[Source records]
☆ ☆ ☆ ☆ ☆ ☆ ☆

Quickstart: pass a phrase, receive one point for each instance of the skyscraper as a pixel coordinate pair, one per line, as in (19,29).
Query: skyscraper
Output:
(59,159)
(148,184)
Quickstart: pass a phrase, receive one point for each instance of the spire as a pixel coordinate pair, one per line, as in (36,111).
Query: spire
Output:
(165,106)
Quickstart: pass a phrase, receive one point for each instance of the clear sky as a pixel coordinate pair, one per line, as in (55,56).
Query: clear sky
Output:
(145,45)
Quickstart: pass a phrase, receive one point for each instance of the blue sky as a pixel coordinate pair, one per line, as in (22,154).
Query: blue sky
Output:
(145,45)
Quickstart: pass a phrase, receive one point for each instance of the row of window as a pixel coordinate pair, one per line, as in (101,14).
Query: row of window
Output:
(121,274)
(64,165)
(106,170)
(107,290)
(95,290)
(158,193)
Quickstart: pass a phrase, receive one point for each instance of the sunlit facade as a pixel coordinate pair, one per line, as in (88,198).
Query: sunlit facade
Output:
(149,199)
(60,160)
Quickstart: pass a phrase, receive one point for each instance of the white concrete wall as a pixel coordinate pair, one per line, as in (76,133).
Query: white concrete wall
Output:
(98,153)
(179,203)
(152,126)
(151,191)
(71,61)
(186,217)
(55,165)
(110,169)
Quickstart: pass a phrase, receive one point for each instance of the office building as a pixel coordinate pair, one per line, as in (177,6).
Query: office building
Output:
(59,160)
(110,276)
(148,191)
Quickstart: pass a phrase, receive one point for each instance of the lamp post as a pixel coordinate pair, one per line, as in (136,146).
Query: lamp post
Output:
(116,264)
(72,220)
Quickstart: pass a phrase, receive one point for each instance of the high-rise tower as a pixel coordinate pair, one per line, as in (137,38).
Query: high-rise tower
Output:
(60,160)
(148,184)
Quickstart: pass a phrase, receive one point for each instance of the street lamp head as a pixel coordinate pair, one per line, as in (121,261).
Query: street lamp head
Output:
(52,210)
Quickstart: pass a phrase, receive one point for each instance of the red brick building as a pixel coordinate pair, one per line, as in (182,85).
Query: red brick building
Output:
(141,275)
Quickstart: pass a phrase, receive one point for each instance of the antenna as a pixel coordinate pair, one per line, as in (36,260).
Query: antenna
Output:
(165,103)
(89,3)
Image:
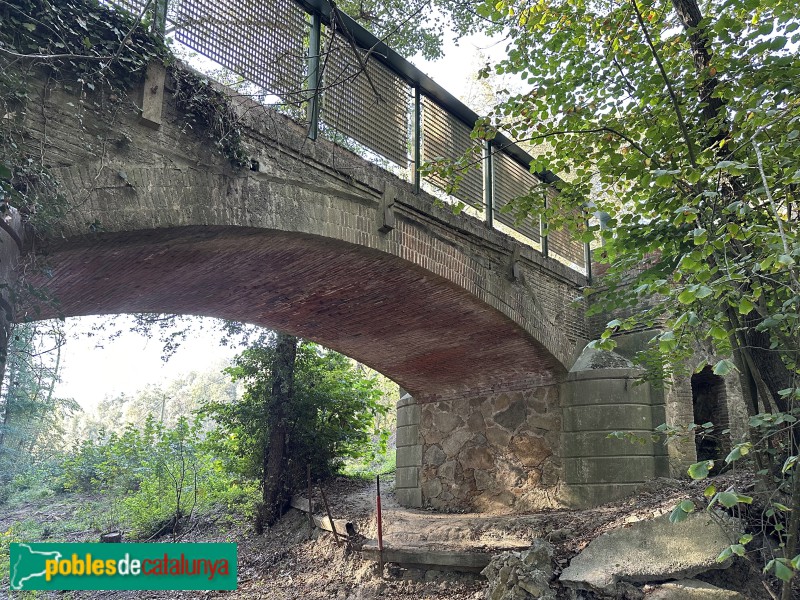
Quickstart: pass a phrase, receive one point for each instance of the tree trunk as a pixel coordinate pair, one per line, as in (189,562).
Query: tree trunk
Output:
(277,407)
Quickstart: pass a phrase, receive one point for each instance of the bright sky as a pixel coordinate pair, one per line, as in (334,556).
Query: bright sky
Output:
(128,363)
(131,362)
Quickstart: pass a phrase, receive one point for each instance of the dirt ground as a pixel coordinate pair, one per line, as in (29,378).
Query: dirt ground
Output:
(289,562)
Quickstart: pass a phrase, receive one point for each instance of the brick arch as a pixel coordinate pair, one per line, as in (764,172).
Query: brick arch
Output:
(430,335)
(169,186)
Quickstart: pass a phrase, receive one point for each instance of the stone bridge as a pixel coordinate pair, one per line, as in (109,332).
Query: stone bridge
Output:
(481,331)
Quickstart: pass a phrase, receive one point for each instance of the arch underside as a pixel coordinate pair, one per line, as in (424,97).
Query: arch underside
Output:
(431,336)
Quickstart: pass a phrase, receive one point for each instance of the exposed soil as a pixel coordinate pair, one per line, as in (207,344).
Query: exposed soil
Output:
(291,562)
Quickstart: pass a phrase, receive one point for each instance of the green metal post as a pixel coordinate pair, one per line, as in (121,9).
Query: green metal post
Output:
(416,140)
(488,183)
(587,256)
(160,17)
(313,77)
(542,229)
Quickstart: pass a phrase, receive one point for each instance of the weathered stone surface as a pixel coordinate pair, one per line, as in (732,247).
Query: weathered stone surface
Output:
(692,589)
(446,422)
(431,488)
(531,451)
(292,242)
(488,471)
(653,550)
(521,575)
(434,456)
(447,472)
(476,458)
(512,417)
(453,444)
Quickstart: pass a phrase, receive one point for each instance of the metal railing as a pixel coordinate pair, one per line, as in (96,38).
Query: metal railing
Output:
(310,55)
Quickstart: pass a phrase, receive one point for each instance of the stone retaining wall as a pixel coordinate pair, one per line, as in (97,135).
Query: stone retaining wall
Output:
(491,452)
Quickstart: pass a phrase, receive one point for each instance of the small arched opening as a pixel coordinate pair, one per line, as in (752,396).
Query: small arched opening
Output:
(709,405)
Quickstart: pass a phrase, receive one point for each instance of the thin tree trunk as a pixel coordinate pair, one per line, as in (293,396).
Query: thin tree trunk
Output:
(278,404)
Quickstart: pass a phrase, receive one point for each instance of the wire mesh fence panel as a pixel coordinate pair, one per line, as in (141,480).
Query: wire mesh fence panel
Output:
(261,40)
(512,181)
(561,243)
(445,137)
(134,7)
(364,100)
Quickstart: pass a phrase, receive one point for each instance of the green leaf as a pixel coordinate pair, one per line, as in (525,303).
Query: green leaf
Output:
(718,333)
(678,514)
(782,571)
(738,451)
(745,306)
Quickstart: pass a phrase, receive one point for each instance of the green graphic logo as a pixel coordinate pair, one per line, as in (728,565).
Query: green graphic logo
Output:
(45,566)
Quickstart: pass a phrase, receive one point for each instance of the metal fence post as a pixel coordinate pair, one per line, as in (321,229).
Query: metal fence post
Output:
(488,183)
(416,140)
(542,229)
(587,258)
(312,108)
(160,17)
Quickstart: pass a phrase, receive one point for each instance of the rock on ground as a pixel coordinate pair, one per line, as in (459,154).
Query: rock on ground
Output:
(654,550)
(692,589)
(521,575)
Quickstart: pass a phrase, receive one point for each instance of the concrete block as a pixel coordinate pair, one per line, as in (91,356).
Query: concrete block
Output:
(407,435)
(408,415)
(610,418)
(409,497)
(409,456)
(407,477)
(405,400)
(153,94)
(627,469)
(597,443)
(617,390)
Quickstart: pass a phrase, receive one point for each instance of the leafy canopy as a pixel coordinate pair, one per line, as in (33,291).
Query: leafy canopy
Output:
(332,415)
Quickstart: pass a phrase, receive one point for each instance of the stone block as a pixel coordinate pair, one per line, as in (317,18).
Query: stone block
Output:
(604,391)
(407,435)
(608,418)
(409,497)
(409,456)
(407,477)
(408,415)
(627,469)
(597,443)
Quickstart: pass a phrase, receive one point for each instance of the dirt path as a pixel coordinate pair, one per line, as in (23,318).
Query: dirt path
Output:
(290,563)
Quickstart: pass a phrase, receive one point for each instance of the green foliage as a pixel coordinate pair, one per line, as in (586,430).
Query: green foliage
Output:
(155,477)
(680,122)
(208,110)
(332,417)
(31,416)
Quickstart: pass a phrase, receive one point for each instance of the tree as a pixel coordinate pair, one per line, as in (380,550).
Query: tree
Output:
(684,129)
(29,411)
(302,405)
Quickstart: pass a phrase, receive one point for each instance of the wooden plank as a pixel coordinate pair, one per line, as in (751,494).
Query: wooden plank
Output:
(343,526)
(421,557)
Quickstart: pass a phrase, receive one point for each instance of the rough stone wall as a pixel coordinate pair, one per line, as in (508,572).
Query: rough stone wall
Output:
(409,453)
(496,452)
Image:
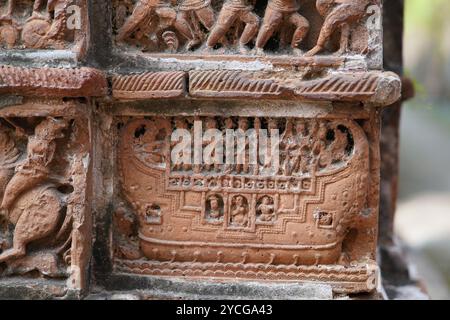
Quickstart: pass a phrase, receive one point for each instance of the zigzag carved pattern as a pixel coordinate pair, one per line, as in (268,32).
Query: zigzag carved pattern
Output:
(150,85)
(231,82)
(359,85)
(249,271)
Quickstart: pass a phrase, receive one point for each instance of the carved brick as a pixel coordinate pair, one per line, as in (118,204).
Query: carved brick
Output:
(44,183)
(89,140)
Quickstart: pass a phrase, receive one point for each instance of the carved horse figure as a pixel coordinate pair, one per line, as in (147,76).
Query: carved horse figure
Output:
(338,14)
(30,201)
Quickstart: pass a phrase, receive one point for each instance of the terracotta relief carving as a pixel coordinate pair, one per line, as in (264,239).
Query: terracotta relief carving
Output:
(41,24)
(52,82)
(41,193)
(239,26)
(201,217)
(376,88)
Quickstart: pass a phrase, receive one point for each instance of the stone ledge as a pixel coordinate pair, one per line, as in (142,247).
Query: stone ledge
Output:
(52,82)
(373,88)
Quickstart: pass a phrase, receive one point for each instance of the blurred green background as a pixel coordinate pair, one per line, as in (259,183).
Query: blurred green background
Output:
(423,219)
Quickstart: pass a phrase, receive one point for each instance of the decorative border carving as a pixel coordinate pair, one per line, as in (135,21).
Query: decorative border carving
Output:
(232,84)
(149,85)
(377,88)
(362,278)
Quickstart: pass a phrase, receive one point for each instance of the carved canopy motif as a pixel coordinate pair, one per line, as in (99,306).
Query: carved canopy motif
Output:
(221,216)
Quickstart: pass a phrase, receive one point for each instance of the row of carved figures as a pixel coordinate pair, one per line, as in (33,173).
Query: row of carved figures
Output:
(191,16)
(305,146)
(45,27)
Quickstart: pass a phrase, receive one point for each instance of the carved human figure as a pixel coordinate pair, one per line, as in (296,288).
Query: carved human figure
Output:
(266,210)
(270,162)
(9,10)
(338,14)
(288,146)
(180,123)
(35,169)
(243,152)
(151,15)
(229,126)
(324,219)
(231,12)
(300,148)
(152,213)
(280,14)
(36,215)
(9,154)
(339,145)
(192,13)
(215,163)
(42,31)
(239,211)
(215,209)
(321,153)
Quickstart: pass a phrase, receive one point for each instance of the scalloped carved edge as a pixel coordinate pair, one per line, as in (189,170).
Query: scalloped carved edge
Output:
(375,88)
(357,279)
(149,85)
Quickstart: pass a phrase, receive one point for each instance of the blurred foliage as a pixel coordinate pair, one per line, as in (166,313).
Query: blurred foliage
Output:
(427,14)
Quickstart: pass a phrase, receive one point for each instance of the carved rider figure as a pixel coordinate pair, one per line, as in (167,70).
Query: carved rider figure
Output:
(231,12)
(338,14)
(191,14)
(151,15)
(35,169)
(280,14)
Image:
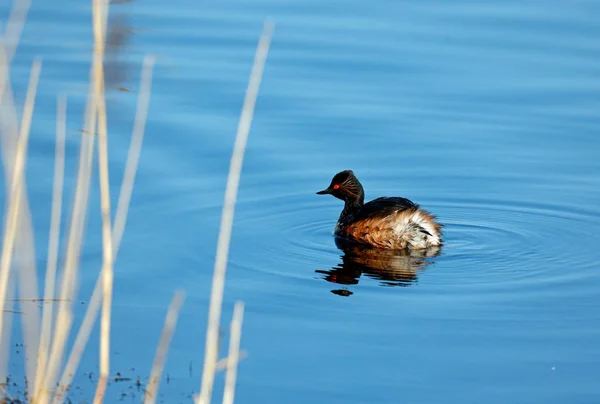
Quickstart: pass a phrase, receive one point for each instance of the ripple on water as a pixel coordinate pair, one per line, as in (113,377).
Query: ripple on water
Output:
(507,243)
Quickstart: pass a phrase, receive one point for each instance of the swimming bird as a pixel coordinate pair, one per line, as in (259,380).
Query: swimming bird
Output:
(386,222)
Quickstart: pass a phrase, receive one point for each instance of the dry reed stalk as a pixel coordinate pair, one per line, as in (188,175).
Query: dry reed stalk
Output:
(53,241)
(234,352)
(120,220)
(12,220)
(163,347)
(133,156)
(73,250)
(233,179)
(9,138)
(107,249)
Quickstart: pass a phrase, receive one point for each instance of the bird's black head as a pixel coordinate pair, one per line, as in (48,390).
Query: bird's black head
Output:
(345,186)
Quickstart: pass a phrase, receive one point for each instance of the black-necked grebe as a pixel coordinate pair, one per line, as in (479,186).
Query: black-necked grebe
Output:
(386,222)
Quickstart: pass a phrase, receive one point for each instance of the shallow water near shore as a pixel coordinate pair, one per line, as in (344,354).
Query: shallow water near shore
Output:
(486,115)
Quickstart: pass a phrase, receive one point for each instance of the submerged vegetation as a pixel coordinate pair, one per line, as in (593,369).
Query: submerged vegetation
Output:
(49,361)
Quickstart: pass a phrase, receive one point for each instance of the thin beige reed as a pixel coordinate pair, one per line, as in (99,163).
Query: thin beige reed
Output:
(233,179)
(163,347)
(53,240)
(234,352)
(12,219)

☆ ☆ ☆ ☆ ☆ ☆ ☆

### WHAT THE EXERCISE ASKS
Give back exactly the lines from the line containing "as in (48,390)." to the end of the entries, and no other lines.

### REPLY
Quickstart: pass a phrase, receive one point for each instance of the bird's black head as a pixel coordinate pair, one per line, as in (48,390).
Query: bird's black head
Output:
(345,186)
Quickstart: pass a phrase, receive one point for each instance of the black-necked grebe as a pixel coordinate pair, one per line, as in (479,186).
Query: black-necked grebe
Output:
(386,222)
Quickstart: pass a phrase, receive one point for each instance of the shallow water near shore as a pixel coordinate pair, one per line, as in (344,354).
Query: shallow water near shore
Output:
(486,115)
Quickstart: pass a phrase, receive one point for each instance of the submerged vegetation as a pixel coordinate pair, one per line, as in (593,369).
Query: submerged vegetation
Output:
(49,361)
Quickstart: pass a phrase, receive one point for each instance of the thin beige reed as a pixel coordinate pair, one per line, as in (99,163).
Query: thin beige reed
Output:
(233,179)
(163,347)
(53,240)
(234,352)
(12,219)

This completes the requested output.